#### [Task details]
Locate every line in the rows below that contains the word "water" and copy each of those lines.

#### [Information given]
— START —
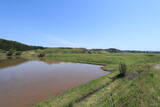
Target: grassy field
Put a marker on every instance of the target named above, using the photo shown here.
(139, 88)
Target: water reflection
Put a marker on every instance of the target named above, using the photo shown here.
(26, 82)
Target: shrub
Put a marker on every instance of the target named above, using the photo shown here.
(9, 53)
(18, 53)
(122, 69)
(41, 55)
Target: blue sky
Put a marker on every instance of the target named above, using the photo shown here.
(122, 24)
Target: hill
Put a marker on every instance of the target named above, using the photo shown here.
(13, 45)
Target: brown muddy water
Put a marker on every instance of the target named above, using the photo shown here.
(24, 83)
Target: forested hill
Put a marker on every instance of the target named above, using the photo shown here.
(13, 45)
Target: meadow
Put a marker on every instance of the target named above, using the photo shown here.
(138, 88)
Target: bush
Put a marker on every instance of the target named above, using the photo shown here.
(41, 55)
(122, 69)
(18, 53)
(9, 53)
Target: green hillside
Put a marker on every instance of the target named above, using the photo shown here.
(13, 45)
— END —
— START —
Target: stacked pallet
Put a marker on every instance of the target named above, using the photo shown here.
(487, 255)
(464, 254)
— END —
#### [Answer for the task]
Target: water reflection
Target: brown muddy water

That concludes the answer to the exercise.